→ EXERCISE TASK:
Set down exactly the lines from the one containing "reads [[367, 488]]." through the end of the records below, both included, and nothing else.
-- Start of GIVEN RECORDS --
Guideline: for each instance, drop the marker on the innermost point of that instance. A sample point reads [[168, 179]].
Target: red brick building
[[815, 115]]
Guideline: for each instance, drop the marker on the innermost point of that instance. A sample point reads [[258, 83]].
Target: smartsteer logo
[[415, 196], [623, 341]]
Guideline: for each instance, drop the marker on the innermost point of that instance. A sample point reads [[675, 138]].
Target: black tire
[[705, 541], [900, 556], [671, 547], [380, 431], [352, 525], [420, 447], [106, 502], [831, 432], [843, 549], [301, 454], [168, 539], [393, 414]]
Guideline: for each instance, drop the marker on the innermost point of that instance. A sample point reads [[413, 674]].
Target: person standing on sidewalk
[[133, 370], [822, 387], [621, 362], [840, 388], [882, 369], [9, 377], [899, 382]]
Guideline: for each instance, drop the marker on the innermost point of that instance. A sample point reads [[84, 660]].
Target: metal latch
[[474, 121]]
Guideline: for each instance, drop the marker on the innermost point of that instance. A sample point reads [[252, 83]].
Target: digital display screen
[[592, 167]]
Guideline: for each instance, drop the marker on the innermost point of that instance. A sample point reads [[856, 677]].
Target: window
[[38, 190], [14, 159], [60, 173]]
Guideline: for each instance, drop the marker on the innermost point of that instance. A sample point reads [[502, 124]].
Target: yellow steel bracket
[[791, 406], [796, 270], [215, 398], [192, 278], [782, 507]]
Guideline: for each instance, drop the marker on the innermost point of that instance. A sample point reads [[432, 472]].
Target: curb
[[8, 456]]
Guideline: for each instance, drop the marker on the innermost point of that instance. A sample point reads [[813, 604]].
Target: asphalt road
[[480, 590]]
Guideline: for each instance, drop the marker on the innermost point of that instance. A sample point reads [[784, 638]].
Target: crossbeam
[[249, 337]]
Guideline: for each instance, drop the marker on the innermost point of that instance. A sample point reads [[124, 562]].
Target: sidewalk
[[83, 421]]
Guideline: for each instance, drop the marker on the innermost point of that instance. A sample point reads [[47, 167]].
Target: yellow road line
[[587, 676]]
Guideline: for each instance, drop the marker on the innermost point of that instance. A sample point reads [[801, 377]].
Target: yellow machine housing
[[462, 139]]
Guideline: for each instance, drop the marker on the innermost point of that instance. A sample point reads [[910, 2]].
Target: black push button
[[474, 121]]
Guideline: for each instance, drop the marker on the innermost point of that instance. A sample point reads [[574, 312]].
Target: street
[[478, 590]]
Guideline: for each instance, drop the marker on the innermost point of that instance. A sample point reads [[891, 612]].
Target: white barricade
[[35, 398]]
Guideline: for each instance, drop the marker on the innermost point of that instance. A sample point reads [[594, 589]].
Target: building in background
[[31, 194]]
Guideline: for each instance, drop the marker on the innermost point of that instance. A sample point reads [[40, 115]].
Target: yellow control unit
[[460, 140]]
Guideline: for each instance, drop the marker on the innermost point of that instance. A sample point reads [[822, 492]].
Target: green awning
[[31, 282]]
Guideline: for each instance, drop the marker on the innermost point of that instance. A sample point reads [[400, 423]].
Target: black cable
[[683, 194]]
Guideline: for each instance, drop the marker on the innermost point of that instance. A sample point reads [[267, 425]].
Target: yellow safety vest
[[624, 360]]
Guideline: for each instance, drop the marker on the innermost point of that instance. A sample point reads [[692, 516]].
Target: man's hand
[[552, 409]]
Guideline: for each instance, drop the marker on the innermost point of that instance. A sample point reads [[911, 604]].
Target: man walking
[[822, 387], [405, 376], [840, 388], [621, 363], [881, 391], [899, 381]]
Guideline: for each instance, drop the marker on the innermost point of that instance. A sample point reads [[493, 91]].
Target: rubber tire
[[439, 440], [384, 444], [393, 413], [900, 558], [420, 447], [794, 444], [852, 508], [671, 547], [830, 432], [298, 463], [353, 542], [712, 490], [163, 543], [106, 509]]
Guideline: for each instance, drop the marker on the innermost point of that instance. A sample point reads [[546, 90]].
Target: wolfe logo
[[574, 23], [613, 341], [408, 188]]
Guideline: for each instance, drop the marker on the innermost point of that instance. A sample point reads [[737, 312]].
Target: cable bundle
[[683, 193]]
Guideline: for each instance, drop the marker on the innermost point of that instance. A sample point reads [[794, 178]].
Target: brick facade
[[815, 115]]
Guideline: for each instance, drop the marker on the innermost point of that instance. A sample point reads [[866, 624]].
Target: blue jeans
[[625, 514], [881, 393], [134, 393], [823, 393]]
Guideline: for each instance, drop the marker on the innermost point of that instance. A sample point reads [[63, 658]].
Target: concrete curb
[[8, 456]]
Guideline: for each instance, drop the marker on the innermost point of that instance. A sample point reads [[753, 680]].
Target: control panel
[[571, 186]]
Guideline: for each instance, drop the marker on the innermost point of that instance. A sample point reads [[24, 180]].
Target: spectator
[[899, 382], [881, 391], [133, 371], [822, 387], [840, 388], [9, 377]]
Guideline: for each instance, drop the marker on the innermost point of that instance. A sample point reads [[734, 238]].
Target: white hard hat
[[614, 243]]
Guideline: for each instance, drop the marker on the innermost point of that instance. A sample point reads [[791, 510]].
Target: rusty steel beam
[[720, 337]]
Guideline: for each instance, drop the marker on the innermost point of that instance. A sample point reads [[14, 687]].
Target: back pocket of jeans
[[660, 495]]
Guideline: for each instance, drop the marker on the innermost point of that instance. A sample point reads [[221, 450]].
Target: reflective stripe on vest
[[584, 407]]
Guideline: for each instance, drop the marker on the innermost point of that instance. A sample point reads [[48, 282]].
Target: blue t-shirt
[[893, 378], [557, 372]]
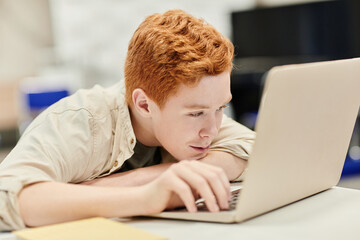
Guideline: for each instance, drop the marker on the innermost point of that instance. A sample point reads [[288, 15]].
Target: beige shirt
[[85, 136]]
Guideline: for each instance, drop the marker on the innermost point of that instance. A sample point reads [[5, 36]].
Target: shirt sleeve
[[57, 146], [234, 138]]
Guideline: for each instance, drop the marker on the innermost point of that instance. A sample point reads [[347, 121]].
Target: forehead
[[212, 91]]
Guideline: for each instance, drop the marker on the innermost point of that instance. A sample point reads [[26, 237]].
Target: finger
[[181, 188], [199, 183], [217, 181]]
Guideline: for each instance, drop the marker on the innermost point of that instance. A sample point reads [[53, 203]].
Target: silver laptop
[[304, 127]]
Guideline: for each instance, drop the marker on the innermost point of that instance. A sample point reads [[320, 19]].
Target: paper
[[87, 229]]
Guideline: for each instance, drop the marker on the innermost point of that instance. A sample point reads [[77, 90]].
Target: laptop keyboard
[[232, 203]]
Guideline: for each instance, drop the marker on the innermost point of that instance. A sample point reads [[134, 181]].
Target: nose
[[211, 127]]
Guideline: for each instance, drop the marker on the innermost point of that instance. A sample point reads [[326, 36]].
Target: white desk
[[333, 214]]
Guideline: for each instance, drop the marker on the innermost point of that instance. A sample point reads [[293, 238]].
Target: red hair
[[174, 48]]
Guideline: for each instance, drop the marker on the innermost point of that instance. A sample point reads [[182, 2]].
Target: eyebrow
[[201, 106]]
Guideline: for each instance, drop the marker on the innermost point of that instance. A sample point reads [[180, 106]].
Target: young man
[[158, 142]]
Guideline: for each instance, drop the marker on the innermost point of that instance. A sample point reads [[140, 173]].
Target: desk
[[333, 214]]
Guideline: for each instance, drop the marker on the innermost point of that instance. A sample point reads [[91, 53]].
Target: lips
[[200, 149]]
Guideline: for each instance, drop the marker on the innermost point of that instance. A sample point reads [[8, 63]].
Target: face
[[191, 119]]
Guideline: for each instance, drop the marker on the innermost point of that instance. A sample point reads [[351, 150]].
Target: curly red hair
[[174, 48]]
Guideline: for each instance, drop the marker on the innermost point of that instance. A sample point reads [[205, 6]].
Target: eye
[[221, 108], [197, 114]]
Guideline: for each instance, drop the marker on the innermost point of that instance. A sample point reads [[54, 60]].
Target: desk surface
[[333, 214]]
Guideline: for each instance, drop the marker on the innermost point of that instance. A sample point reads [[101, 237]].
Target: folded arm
[[53, 202]]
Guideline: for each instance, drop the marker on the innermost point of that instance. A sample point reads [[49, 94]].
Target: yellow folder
[[87, 229]]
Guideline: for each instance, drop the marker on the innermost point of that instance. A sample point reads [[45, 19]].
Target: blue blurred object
[[351, 167], [41, 100]]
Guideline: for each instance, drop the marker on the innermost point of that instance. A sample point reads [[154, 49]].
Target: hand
[[187, 180]]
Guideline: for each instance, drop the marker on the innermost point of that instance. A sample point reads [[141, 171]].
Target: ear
[[141, 102]]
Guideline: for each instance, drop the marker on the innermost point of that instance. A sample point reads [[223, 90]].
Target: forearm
[[52, 202], [232, 165], [136, 177]]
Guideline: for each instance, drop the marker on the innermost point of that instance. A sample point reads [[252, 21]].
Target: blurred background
[[51, 48]]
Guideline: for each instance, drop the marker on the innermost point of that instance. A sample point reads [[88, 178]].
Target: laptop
[[305, 123]]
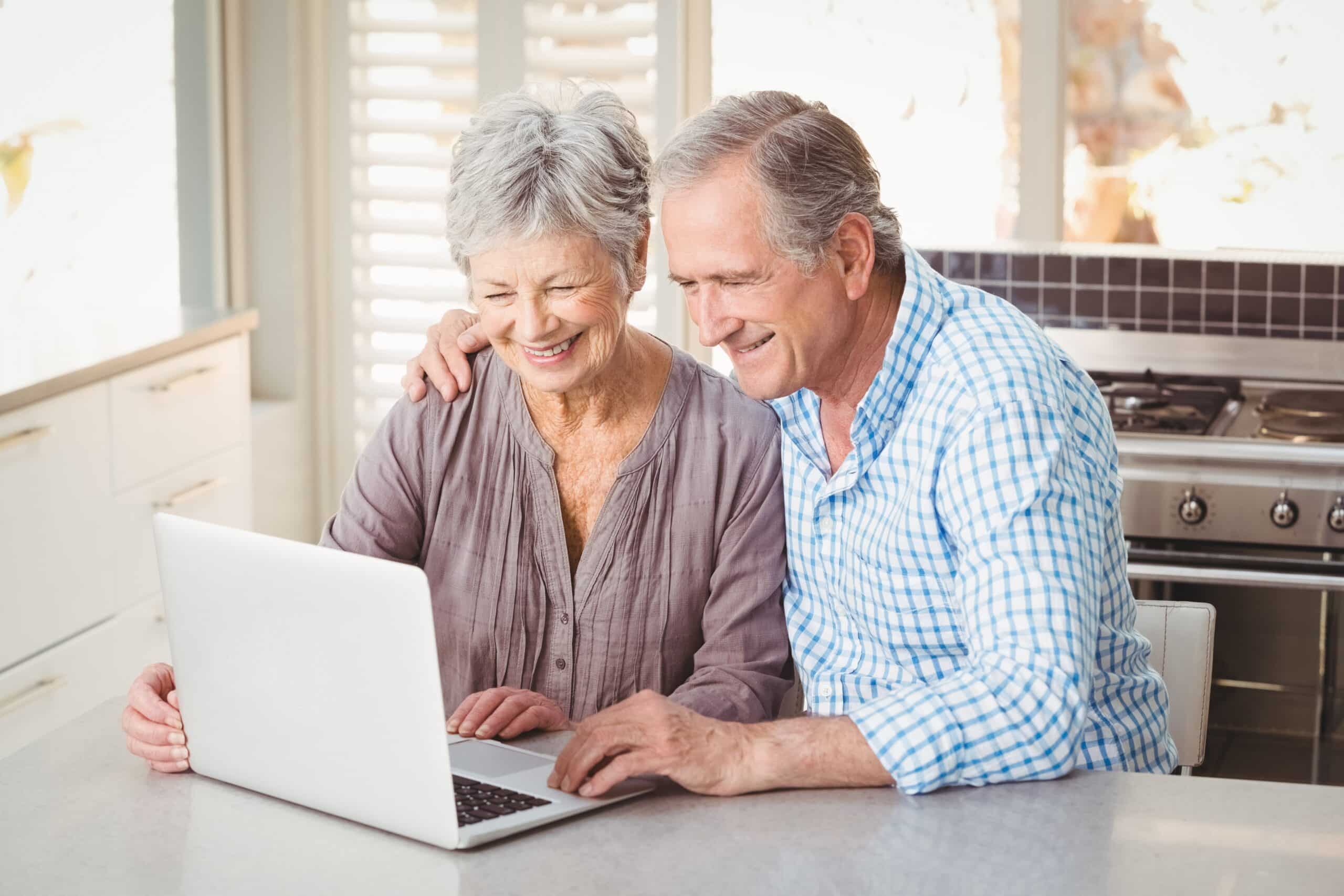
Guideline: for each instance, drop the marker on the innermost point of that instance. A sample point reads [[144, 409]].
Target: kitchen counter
[[78, 815], [49, 351]]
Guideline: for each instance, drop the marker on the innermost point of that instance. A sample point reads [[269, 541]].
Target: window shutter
[[413, 85]]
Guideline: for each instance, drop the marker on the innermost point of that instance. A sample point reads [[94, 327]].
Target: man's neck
[[863, 347]]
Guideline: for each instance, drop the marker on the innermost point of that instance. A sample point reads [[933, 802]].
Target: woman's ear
[[642, 261]]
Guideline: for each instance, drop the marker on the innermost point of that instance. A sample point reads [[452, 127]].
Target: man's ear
[[857, 251]]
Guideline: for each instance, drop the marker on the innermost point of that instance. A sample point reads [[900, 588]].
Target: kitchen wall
[[1164, 294]]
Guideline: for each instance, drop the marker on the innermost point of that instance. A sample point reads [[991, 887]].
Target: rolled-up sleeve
[[742, 671], [1026, 513]]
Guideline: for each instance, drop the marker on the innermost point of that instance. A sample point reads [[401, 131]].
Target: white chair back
[[1182, 635]]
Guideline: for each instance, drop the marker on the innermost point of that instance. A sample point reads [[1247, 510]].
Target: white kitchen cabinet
[[213, 489], [178, 410], [81, 476], [47, 691], [56, 544]]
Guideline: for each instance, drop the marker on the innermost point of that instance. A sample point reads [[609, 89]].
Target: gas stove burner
[[1138, 399], [1140, 422], [1152, 402], [1289, 428], [1304, 404]]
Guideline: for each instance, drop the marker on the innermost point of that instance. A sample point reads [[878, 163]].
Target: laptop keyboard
[[479, 803]]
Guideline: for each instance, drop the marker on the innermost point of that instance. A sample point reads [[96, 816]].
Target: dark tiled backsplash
[[1159, 294]]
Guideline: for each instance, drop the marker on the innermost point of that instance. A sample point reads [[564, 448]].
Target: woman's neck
[[623, 394]]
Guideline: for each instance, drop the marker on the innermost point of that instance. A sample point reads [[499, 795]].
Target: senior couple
[[622, 542]]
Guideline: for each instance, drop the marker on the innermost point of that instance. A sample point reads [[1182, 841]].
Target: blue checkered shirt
[[959, 586]]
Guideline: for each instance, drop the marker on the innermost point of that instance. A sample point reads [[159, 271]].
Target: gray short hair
[[812, 170], [529, 167]]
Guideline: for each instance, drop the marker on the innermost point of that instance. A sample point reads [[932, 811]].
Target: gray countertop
[[80, 816], [53, 350]]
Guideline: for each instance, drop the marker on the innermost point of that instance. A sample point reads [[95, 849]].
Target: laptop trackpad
[[490, 761]]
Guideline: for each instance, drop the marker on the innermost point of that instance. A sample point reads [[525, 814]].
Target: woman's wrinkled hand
[[444, 358], [506, 712], [152, 721]]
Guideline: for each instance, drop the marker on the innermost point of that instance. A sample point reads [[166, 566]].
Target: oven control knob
[[1336, 518], [1284, 513], [1193, 508]]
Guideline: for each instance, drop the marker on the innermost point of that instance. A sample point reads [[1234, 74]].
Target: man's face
[[780, 330]]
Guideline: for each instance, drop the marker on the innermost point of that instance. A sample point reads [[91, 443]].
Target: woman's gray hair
[[811, 167], [529, 167]]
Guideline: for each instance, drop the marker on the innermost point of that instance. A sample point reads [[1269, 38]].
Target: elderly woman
[[600, 515]]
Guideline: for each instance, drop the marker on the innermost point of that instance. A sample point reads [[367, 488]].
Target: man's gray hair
[[811, 167], [529, 167]]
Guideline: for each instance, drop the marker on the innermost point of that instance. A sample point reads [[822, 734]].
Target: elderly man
[[956, 598]]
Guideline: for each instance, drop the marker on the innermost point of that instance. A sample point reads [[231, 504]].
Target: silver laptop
[[312, 675]]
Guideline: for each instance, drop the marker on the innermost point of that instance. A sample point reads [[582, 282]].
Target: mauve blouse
[[679, 585]]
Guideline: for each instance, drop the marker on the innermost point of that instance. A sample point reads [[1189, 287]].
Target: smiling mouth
[[560, 349], [754, 345]]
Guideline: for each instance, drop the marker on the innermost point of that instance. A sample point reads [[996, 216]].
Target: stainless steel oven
[[1234, 495]]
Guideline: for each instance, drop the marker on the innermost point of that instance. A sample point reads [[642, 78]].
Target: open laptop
[[312, 675]]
-- End of GIVEN RECORDS --
→ ANSWER TO THE TASK:
Guideline: for each instance, drop the marker on the innermost point of that instance. A sample point reads [[367, 488]].
Target: man's gray hair
[[811, 167], [529, 167]]
Guideline: for each instance, drop the marker on the innermost point of that instance. A sample point reads [[822, 734]].
Target: elderly man
[[956, 598]]
Guideline: for each instance, drop the marker on the innermost point of that instance. A sample point reads [[231, 504]].
Target: silver laptop
[[312, 675]]
Guideline: for each instance, drop the marker on the innermost point of that instance. A sample point reads [[582, 282]].
Target: mauve blouse
[[679, 585]]
Guideline: for each instance, drop the marker on the innermost point of that instance. A sample point reads [[1189, 287]].
Target: smiling mouth
[[560, 349], [754, 345]]
Guideline: for each instance, drop the marker on the innermost point of that instance. A sample point reads [[996, 216]].
Target: stainless steel oven
[[1234, 495]]
Guideline: for each instance, drop the marker on the innermost point of that instance. A sample point reads [[642, 78]].
Target: open laptop
[[312, 675]]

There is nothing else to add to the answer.